> _WRITTEN EXERCISE_
Output the records exactly as they appear, with no pictures included.

> _Dataset rows on where objects appear_
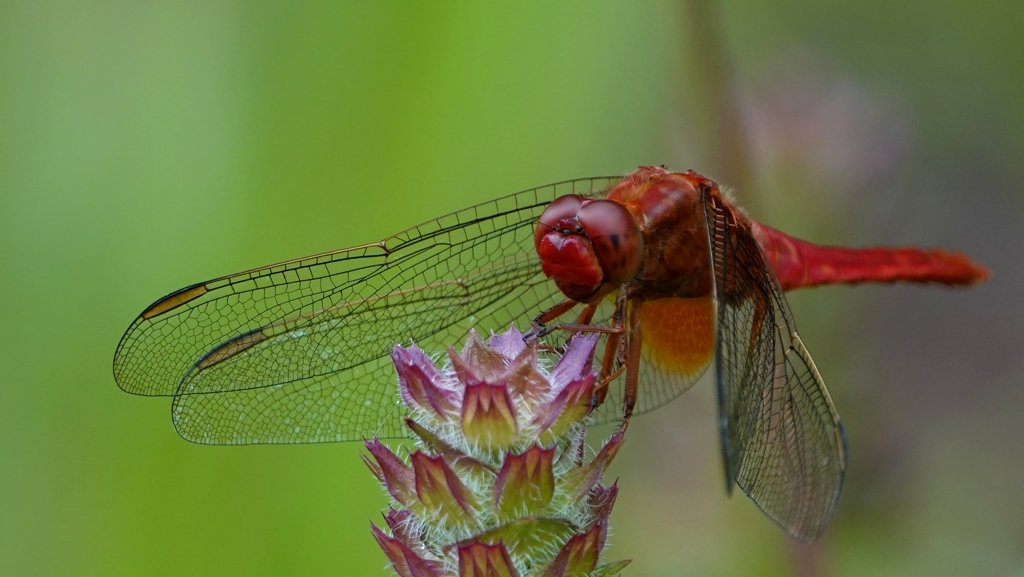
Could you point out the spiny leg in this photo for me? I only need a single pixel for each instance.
(611, 351)
(632, 364)
(540, 322)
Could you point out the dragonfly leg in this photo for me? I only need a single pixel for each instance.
(611, 352)
(540, 322)
(632, 364)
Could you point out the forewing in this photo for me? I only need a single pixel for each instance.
(781, 438)
(297, 352)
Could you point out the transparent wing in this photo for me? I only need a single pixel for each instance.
(781, 438)
(297, 352)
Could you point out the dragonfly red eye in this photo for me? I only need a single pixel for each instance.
(565, 253)
(615, 237)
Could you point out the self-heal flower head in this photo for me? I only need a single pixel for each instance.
(499, 483)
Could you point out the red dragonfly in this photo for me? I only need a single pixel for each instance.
(662, 263)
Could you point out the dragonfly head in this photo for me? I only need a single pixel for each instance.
(588, 246)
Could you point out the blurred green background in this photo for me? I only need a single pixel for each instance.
(147, 146)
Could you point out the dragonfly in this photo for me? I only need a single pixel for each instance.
(664, 265)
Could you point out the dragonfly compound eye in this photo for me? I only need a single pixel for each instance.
(615, 238)
(566, 255)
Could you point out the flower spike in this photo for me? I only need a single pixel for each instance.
(499, 483)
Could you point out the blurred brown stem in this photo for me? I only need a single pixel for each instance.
(717, 108)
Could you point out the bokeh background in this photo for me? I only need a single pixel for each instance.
(145, 146)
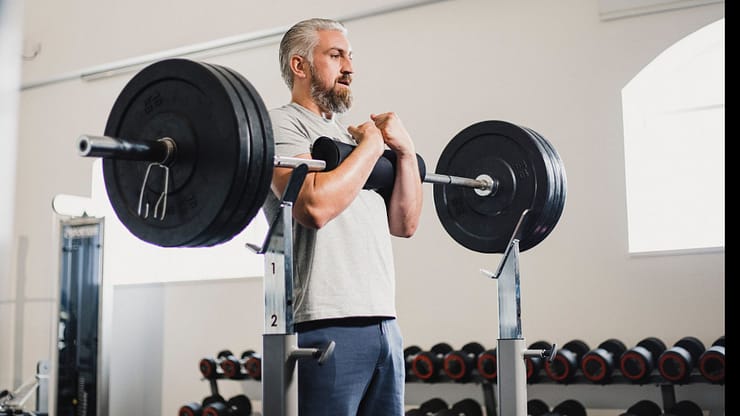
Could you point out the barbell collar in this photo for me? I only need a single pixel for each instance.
(158, 151)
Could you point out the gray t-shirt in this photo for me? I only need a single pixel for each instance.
(346, 268)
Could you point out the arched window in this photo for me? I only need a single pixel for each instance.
(674, 140)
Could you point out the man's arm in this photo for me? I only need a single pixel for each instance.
(404, 207)
(324, 195)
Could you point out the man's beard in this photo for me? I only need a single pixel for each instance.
(331, 100)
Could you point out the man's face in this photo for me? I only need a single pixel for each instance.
(332, 72)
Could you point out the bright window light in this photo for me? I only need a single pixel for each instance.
(674, 139)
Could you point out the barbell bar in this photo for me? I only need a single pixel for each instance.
(195, 140)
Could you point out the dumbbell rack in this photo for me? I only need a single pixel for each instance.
(280, 348)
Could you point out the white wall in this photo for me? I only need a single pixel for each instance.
(555, 67)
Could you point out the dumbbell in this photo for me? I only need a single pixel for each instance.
(210, 367)
(239, 405)
(459, 365)
(712, 362)
(409, 353)
(429, 407)
(233, 367)
(568, 407)
(487, 365)
(598, 364)
(196, 409)
(675, 364)
(427, 365)
(537, 407)
(638, 362)
(643, 408)
(535, 363)
(253, 364)
(684, 408)
(567, 361)
(466, 407)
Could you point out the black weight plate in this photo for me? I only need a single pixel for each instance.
(540, 225)
(219, 230)
(560, 183)
(259, 118)
(553, 214)
(510, 155)
(181, 99)
(224, 227)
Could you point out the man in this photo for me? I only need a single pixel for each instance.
(344, 288)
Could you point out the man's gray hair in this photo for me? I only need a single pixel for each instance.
(300, 40)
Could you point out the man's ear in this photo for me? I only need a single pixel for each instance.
(299, 66)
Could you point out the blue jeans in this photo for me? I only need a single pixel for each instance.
(365, 374)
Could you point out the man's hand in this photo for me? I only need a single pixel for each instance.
(394, 133)
(367, 134)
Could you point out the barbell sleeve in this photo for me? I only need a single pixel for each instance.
(293, 162)
(159, 151)
(482, 183)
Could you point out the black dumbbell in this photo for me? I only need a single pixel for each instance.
(467, 407)
(639, 362)
(427, 365)
(253, 364)
(567, 361)
(459, 365)
(568, 407)
(409, 353)
(537, 407)
(432, 406)
(712, 362)
(676, 363)
(643, 408)
(535, 363)
(233, 366)
(684, 408)
(487, 366)
(598, 364)
(196, 409)
(190, 409)
(210, 367)
(239, 405)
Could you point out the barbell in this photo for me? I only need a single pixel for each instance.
(188, 155)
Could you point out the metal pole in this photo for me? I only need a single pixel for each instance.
(163, 150)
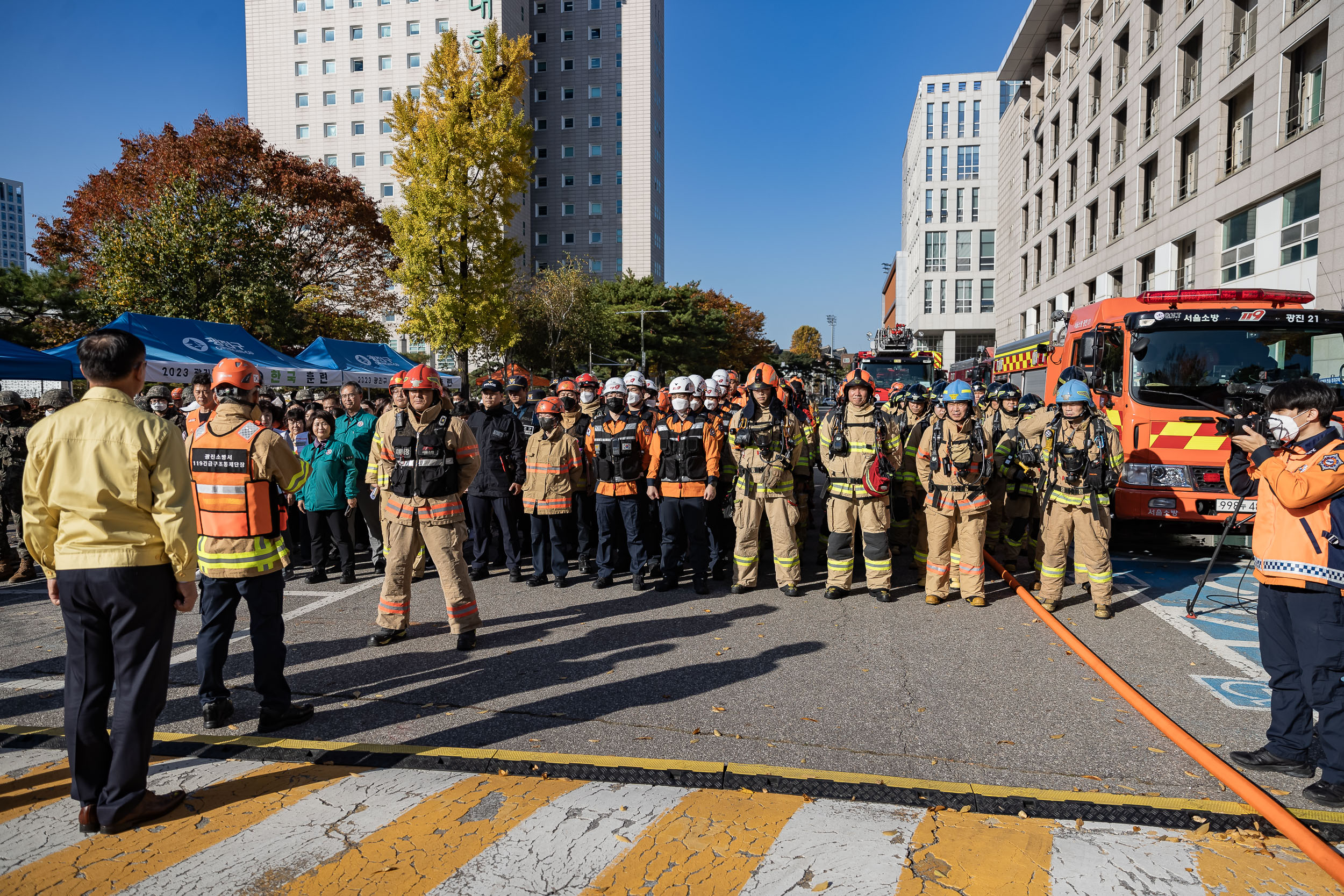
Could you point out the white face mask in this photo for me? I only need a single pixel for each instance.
(1284, 428)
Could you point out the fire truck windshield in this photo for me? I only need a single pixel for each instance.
(888, 374)
(1202, 362)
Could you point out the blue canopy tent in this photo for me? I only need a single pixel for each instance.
(364, 363)
(19, 363)
(179, 348)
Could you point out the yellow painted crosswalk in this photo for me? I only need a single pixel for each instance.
(334, 830)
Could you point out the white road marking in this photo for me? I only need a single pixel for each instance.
(1113, 859)
(54, 828)
(302, 836)
(842, 844)
(562, 847)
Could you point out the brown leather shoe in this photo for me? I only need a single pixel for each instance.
(151, 806)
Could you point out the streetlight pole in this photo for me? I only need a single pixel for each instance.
(644, 363)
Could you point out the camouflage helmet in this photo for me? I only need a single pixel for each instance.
(57, 399)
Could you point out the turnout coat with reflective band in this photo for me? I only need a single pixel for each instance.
(862, 428)
(1057, 433)
(684, 456)
(272, 468)
(948, 488)
(554, 473)
(619, 447)
(426, 439)
(767, 464)
(1299, 534)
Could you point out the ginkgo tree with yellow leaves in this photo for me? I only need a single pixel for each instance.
(463, 162)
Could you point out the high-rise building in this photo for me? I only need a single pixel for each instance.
(14, 242)
(1167, 147)
(320, 84)
(949, 213)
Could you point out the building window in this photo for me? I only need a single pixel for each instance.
(964, 252)
(1240, 246)
(963, 302)
(1302, 222)
(968, 163)
(936, 250)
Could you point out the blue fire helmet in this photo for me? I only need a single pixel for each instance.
(957, 391)
(1073, 391)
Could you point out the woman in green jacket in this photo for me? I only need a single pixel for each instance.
(328, 497)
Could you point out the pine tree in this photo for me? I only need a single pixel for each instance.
(463, 162)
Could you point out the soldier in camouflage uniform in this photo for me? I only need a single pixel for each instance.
(14, 451)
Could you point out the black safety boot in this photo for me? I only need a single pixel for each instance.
(385, 637)
(217, 712)
(292, 715)
(1264, 761)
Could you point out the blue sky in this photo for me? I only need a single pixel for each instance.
(785, 124)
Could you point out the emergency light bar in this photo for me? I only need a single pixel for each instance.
(1174, 296)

> _RESPONSE FOR THIS EXERCISE_
Could you point out the spiny leg in this photo for me? I only need a single pixel for each instance.
(611, 351)
(632, 364)
(540, 322)
Could you point out the dragonfly leg in this photo for me? I only need a single pixel for each instance.
(611, 352)
(540, 322)
(632, 364)
Could you point out the forewing in this photo for me? I only need a single pixel for each instance.
(781, 438)
(297, 352)
Could you point out the transparent wing in this photo for me? I only need a single pixel for each instance.
(781, 438)
(297, 352)
Could you point out the dragonfly red eye in this photo for me? I only need a single pixel for each instance.
(565, 253)
(615, 237)
Could you point out the self-heal flower head in this photo for me? I only need a single pixel for each instance.
(499, 483)
Could you point out the red dragonfly in this photo for me? I only need a single pixel for each instance.
(662, 263)
Could you point out the dragonfly head in this photo for me? I only need a single pixel for each instance.
(588, 246)
Could you point out the blurred green background in this photo for me? I only need a single pixel for each instance.
(147, 146)
Could you point out the dragonfly in this photo for me? I only need a single pixel for each instance.
(664, 265)
Could you point out the dragonfly compound eye in this photo for me? I only need a single pixel for each instance.
(615, 238)
(566, 255)
Could you point out the flower spike in this photo for me? I only need a single pixel for each instance.
(499, 483)
Could you point out the blurred brown stem in this photo for me? I only need a single pixel for each instance.
(717, 108)
Could you point out the bokeh background in this photo for me? I only need a single pixel for each instance.
(145, 146)
Could you point out the barbell collar in this photo for me? I only need a single pixel for each instance.
(158, 151)
Could you point out the gray t-shirt in this photo for me? I only need a single pixel for each instance.
(346, 268)
Could you point out the arched window in this photo for me? I only need a single pixel for each instance.
(674, 140)
Could you point out the man's arm in this photo for me? I only need a single pixel for each instance.
(404, 207)
(324, 195)
Could you point out the man's beard in this photo for me? I only need a single pixel for each instance.
(331, 100)
Could you point out the man's face in this photo for me? I only need a single pixel for each instance.
(332, 72)
Could you point out the bright window light in this photo for me? I only need a single pixel for each instance.
(674, 139)
Could you point out the barbell bar in this photo for me? I only need a single pixel for each instance.
(195, 140)
Could you point out the dumbbell rack in this photo for me? I only need a single pixel for each instance.
(280, 348)
Could you point out the white wall in this photo for me? I only need a single pixel for each instance.
(555, 67)
Could you point out the dumbbell in this photo for me? I only need a single pixel for each instance.
(210, 367)
(239, 405)
(459, 365)
(712, 362)
(409, 353)
(429, 407)
(233, 367)
(568, 407)
(487, 365)
(598, 364)
(196, 409)
(675, 364)
(427, 365)
(537, 407)
(638, 362)
(643, 408)
(535, 363)
(253, 364)
(684, 408)
(567, 361)
(466, 407)
Could you point out the black weight plate in this photo for me? I only need a single pixel for each instance.
(540, 225)
(219, 230)
(560, 183)
(259, 118)
(553, 214)
(510, 155)
(181, 99)
(224, 227)
Could you point out the man in this photo for me? I only need a single pixel for each instance.
(344, 288)
Could you point out the man's gray hair in this photo for me? I only need a single pixel for each instance.
(300, 40)
Could you point out the man's ear in this photo for me? I only need a single pixel for each instance.
(299, 66)
Could you point out the blue jeans in this photo for me? I only need a single pixel for each instance.
(365, 374)
Could you point out the man's hand in this photo for me? I only need a single pixel for each instance.
(394, 133)
(367, 134)
Could you point out the barbell sleeve in this photo for me? I only need a single pixel for each instance.
(293, 162)
(159, 151)
(482, 183)
Could you point out the black dumbbell in this photo for me? I only need a single pixel for each instance.
(467, 407)
(639, 362)
(427, 365)
(253, 364)
(567, 361)
(459, 365)
(568, 407)
(409, 353)
(537, 407)
(432, 406)
(712, 362)
(676, 363)
(643, 408)
(535, 363)
(233, 366)
(684, 408)
(487, 366)
(598, 364)
(196, 409)
(190, 409)
(210, 367)
(239, 405)
Could you point out the barbell in this photo for me? I only need a single pixel for each instance.
(188, 155)
Could you point out the metal pole in this photo for me? I only need a single pixel for each instance.
(163, 150)
Could you point out the white face mask in this photo for me? I only need a single pixel for each instance.
(1284, 428)
Could you point out the fire truck windshield in this photo for me? I only need a single pixel for each instance.
(888, 374)
(1202, 362)
Could you point out the blue canopy tent in this photo for me? I only need a single pixel for each instance.
(364, 363)
(19, 363)
(179, 348)
Could you point out the yellow painted crosswalk in this photo for me? I only need a single pixel for each instance.
(334, 830)
Could you point out the white road marking in this photo for me? I only need a single pixel for each instance.
(1113, 859)
(54, 828)
(302, 836)
(842, 844)
(562, 847)
Could you point out the brown leather shoe in this photo for me? I only need a single pixel for each instance.
(151, 806)
Could you point out the streetlight pole in this photo for me? I only need a single pixel for each instance.
(644, 363)
Could you point out the camouflage helmet in this photo for me? I only need a single pixel for each instance.
(57, 399)
Could you point out the turnout coat with reflective band in this photo for me? I only need a single pixel for each instance.
(862, 428)
(1057, 433)
(684, 456)
(272, 468)
(948, 488)
(554, 473)
(619, 447)
(426, 439)
(767, 464)
(1299, 534)
Could you point out the ginkgo tree with yellow leaves in this photo for me? I only need a single pixel for each instance.
(463, 162)
Could you point out the high-rise building in this photo for me? I only need a single pixel for each instance.
(14, 242)
(1167, 147)
(320, 84)
(949, 213)
Could you point out the building window in this photo for me? I only need a single pixel for each instance.
(964, 252)
(1240, 246)
(963, 302)
(1302, 222)
(968, 163)
(936, 250)
Could you point out the blue fire helmet in this photo for me? I only need a single pixel for each instance.
(957, 391)
(1073, 391)
Could you point out the woman in green jacket in this photo for me? I only need a single pixel for each instance.
(328, 497)
Could you point out the pine tree in this photo for me? I only need a single pixel for each instance.
(463, 162)
Could you point out the soldier in camouflage uniform in this photo for me? I only need a single pixel for each instance.
(14, 451)
Could you point out the black safety boot in this photo for me? I only need a single pixel for each instance.
(385, 637)
(217, 712)
(292, 715)
(1264, 761)
Could you point out the blue sky in this photo for me? I only need a single pixel for each instance.
(785, 124)
Could you point out the emergency light bar in this photo for me? I only need a single pixel for each instance.
(1174, 296)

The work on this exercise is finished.